** Start Data records **

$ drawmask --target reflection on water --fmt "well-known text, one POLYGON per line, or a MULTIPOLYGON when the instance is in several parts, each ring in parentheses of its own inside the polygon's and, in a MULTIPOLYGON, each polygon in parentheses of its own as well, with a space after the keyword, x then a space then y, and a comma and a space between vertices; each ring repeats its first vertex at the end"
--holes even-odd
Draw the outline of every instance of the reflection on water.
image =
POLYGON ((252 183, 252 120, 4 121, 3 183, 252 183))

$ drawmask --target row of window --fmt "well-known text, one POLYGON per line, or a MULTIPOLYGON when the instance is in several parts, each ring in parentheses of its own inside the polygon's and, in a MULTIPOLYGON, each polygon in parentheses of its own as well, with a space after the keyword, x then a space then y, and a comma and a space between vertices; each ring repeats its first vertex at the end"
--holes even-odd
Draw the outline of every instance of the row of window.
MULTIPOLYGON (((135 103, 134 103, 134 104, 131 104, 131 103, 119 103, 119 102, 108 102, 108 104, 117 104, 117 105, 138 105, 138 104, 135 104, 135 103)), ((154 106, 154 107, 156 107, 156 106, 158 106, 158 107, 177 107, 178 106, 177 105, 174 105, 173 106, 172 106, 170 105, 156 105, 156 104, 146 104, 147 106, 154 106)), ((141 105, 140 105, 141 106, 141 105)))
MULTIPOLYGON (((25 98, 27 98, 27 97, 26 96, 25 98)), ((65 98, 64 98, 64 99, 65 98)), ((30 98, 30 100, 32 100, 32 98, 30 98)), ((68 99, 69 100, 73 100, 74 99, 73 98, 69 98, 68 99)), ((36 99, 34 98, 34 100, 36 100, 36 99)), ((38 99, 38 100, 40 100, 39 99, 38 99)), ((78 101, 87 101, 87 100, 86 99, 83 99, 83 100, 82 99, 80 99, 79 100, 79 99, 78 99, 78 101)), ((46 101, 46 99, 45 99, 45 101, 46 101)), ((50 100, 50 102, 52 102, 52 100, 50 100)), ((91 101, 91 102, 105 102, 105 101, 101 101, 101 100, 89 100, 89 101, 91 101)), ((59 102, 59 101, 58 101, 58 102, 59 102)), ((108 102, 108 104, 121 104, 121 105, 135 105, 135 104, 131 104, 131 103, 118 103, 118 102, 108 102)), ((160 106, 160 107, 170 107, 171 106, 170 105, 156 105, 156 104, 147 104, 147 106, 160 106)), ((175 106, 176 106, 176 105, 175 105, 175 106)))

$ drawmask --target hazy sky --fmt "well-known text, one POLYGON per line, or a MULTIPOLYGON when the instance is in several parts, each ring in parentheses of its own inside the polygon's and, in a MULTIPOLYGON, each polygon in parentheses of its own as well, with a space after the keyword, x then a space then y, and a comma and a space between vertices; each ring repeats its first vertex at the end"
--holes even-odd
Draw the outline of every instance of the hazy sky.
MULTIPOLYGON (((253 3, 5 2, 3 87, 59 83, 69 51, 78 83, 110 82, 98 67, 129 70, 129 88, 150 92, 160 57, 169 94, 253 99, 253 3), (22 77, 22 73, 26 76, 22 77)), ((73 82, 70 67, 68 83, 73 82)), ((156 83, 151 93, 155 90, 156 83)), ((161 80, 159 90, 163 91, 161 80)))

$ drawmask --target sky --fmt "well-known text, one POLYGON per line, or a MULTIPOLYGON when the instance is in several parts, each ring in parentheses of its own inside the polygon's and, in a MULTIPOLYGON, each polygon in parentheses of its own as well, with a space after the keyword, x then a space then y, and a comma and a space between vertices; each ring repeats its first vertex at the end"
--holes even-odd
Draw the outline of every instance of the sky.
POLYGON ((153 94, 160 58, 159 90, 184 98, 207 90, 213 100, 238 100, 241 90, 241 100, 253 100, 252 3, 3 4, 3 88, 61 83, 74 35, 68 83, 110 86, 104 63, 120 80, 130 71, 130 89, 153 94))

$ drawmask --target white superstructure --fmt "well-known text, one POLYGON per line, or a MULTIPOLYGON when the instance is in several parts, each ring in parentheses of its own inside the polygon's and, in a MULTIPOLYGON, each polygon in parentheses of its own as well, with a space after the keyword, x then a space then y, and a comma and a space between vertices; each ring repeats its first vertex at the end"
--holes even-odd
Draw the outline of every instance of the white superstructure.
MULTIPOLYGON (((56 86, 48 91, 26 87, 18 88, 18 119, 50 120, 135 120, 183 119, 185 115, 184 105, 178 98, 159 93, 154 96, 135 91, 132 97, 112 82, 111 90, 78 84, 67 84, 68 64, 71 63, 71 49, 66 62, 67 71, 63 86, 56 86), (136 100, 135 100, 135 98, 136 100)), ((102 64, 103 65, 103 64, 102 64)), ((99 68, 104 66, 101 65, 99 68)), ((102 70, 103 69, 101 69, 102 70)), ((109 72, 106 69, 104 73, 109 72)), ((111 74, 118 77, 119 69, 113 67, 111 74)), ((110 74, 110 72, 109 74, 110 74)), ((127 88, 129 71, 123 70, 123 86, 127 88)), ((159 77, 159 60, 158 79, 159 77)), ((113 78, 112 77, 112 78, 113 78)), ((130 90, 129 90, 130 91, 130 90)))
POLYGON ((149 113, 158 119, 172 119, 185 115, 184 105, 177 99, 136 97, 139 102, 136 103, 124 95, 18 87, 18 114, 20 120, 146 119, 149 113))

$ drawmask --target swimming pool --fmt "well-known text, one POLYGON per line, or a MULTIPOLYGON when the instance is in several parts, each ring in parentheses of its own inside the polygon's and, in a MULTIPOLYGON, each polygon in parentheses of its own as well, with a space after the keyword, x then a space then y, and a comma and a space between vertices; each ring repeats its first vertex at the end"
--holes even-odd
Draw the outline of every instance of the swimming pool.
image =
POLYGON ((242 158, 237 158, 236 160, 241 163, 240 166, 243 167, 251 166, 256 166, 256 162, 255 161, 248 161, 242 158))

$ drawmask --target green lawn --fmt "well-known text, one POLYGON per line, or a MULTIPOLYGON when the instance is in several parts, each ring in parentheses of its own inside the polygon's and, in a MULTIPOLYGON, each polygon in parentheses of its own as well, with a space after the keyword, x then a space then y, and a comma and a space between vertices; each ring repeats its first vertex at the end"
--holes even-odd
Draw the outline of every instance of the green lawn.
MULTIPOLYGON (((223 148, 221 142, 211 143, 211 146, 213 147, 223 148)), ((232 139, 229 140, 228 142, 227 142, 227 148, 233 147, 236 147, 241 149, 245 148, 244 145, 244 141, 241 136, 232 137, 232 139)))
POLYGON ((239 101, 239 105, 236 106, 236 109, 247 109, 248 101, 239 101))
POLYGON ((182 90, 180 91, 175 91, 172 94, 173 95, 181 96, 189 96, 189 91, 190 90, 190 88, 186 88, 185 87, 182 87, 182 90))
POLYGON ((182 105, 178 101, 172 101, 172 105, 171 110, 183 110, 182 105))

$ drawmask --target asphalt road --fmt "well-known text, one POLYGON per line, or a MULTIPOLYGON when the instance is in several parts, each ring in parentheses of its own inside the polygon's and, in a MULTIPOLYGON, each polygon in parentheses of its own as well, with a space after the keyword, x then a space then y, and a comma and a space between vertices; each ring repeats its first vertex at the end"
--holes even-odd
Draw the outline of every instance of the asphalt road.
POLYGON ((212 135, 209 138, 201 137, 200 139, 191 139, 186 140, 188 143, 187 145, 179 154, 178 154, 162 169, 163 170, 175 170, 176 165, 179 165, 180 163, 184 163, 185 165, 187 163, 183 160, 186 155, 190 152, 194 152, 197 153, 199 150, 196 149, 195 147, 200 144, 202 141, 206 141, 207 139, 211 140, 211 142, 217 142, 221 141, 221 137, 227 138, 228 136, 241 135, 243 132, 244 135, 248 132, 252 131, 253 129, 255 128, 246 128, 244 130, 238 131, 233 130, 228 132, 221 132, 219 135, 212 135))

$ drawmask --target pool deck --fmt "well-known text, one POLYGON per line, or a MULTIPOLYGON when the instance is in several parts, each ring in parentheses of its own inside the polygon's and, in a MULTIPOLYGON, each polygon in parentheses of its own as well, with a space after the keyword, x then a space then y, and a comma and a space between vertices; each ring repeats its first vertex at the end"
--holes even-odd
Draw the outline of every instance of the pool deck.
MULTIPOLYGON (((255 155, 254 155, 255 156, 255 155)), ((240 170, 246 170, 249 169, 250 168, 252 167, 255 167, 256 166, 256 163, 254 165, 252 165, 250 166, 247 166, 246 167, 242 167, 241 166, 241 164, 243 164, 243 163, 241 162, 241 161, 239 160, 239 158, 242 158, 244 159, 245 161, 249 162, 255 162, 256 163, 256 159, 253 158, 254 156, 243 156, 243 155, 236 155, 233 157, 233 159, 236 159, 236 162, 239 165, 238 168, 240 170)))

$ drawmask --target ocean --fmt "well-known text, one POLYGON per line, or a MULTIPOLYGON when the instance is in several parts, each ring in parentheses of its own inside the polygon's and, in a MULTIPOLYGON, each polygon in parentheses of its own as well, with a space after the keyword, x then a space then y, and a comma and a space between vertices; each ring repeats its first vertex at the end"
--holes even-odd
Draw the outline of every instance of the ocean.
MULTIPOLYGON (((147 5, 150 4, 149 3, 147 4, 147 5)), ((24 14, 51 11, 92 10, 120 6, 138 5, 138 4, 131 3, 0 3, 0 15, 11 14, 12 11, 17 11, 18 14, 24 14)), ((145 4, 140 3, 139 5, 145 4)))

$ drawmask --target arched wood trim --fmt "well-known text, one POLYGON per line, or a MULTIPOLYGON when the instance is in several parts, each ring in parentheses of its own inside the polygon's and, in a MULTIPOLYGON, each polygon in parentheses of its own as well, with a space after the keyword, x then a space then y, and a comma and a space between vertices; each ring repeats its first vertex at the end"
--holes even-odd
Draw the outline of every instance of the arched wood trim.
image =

** End Data records **

• [Task objective]: Give back, character for character, every line from the very first one up to and including the line that contains "POLYGON ((252 183, 252".

• [Task solution]:
$ drawmask --target reflection on water --fmt "well-known text, one POLYGON per line, or a MULTIPOLYGON when the instance is in several parts, each ring in parentheses of its own inside the polygon's and, in a MULTIPOLYGON, each polygon in parentheses of its own as well, with a space after the keyword, x then a space then y, and a comma and a space between vertices; each ring repeats its first vertex at the end"
--holes even-odd
Draw the outline of every instance of the reflection on water.
image =
POLYGON ((252 183, 252 120, 4 121, 3 183, 252 183))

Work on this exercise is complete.